**PROVIDED RECORDS:**
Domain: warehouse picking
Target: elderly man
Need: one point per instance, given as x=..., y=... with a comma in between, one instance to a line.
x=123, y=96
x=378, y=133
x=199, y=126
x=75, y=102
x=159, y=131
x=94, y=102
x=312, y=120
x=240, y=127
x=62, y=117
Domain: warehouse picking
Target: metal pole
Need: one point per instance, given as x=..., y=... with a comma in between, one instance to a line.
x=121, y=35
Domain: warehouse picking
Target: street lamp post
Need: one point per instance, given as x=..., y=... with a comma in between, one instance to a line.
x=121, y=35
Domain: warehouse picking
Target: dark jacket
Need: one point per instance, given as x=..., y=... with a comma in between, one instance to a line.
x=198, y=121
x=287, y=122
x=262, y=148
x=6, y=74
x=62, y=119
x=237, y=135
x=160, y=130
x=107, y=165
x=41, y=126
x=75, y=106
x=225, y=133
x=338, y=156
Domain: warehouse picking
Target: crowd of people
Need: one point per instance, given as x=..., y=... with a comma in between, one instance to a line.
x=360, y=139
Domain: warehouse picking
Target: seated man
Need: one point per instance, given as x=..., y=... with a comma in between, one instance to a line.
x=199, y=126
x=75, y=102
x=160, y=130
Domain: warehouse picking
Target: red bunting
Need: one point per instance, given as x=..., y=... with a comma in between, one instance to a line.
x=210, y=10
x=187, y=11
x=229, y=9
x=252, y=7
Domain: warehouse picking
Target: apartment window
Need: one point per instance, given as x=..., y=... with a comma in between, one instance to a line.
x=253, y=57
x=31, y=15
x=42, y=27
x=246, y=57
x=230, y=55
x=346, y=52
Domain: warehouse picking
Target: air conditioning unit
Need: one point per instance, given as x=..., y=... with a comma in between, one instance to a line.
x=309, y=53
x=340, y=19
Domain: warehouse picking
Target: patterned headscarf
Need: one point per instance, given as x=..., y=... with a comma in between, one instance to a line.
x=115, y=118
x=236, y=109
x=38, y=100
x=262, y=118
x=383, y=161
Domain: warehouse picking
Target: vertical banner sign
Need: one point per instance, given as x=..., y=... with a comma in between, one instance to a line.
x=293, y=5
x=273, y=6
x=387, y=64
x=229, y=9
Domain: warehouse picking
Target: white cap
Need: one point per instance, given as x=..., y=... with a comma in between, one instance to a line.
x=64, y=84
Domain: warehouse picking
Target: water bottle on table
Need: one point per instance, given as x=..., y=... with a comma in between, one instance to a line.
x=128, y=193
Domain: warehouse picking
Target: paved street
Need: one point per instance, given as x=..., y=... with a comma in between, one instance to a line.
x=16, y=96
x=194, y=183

* * *

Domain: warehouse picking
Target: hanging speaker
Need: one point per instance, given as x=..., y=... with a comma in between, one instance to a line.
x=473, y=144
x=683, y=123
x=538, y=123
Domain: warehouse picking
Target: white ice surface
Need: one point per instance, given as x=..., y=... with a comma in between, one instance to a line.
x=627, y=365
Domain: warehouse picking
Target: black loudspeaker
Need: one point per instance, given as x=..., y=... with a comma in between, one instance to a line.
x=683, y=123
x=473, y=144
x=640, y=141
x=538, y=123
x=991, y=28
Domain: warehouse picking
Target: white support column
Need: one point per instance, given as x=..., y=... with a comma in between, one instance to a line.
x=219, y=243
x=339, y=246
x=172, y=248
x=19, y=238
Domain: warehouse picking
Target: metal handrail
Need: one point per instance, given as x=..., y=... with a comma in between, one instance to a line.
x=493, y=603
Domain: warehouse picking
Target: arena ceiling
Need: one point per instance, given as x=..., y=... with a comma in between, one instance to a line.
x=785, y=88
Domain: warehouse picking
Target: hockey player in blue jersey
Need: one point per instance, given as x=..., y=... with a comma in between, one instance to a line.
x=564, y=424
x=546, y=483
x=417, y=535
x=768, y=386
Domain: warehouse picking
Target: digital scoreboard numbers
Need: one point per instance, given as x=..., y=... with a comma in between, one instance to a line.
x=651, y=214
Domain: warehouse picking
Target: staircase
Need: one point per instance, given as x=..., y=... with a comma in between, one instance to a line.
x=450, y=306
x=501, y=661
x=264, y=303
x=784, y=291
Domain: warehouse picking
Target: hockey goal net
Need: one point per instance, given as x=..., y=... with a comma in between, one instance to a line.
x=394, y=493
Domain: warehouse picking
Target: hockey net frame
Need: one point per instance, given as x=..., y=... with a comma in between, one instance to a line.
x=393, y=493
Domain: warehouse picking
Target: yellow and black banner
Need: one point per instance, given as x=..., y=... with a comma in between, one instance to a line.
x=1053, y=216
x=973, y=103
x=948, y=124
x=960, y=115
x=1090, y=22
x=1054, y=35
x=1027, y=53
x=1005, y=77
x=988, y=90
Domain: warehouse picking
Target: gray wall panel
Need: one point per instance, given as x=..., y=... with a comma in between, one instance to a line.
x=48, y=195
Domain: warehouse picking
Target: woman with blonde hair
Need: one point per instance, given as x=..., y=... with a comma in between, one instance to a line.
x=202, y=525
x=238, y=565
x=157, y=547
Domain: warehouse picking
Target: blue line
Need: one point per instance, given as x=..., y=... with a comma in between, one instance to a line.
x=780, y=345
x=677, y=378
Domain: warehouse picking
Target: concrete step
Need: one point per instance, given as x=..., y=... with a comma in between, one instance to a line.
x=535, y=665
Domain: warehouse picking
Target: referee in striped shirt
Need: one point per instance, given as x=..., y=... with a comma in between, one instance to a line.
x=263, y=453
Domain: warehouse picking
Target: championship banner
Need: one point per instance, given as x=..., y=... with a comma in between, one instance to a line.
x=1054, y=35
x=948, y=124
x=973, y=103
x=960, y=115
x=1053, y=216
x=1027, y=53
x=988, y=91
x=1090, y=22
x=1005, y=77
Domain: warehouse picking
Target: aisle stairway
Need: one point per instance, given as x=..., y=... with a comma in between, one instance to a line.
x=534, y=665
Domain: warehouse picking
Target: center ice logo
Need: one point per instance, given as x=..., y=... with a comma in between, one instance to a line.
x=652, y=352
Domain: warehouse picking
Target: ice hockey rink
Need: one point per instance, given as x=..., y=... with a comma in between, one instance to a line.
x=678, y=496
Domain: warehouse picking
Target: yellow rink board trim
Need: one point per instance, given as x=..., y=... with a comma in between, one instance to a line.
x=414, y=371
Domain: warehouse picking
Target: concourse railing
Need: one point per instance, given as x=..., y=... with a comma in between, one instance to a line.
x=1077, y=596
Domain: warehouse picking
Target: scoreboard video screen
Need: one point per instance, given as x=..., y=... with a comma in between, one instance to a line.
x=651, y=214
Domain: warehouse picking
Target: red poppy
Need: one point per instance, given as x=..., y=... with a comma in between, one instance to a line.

**DIRECTIONS:** List every line of the data above that contains the string "yellow", matching case exactly.

**TASK OUTPUT:**
Target: yellow and black banner
Target: yellow rink board trim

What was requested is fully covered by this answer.